What is needed:
Report, in full, each line of the data below that contains the word "dark". Case counts.

Supplied information:
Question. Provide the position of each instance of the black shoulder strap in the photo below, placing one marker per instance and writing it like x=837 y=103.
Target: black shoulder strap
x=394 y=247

==

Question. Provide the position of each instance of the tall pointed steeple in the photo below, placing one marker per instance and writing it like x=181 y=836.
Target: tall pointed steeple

--

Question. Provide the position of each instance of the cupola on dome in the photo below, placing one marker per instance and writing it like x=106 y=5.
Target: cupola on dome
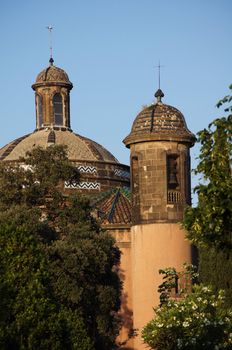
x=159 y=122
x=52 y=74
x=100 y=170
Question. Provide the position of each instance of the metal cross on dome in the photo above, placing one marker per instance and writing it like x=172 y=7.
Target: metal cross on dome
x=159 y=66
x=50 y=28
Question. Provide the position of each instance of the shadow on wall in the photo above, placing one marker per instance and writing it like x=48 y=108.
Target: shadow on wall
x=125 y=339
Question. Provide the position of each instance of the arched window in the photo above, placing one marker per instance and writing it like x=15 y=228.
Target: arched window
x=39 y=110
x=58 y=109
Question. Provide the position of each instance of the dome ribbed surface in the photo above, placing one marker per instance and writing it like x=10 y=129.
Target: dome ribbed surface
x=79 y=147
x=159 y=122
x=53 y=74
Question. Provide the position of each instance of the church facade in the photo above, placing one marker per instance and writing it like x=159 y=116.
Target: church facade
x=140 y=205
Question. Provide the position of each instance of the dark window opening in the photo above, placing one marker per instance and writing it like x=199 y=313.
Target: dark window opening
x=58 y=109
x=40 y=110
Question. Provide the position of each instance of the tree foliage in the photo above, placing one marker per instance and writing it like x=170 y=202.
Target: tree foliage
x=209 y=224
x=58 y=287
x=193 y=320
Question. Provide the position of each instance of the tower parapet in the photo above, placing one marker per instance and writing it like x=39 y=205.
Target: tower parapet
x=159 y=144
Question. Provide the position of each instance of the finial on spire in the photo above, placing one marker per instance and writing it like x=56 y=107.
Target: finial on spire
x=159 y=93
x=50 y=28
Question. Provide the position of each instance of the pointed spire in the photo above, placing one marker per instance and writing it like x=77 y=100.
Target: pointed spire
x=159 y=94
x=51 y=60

The answer:
Question. Provide the position of each instance of the dark window opening in the photo above, placing one marker per instance and writing it like x=199 y=313.
Target: dark window opening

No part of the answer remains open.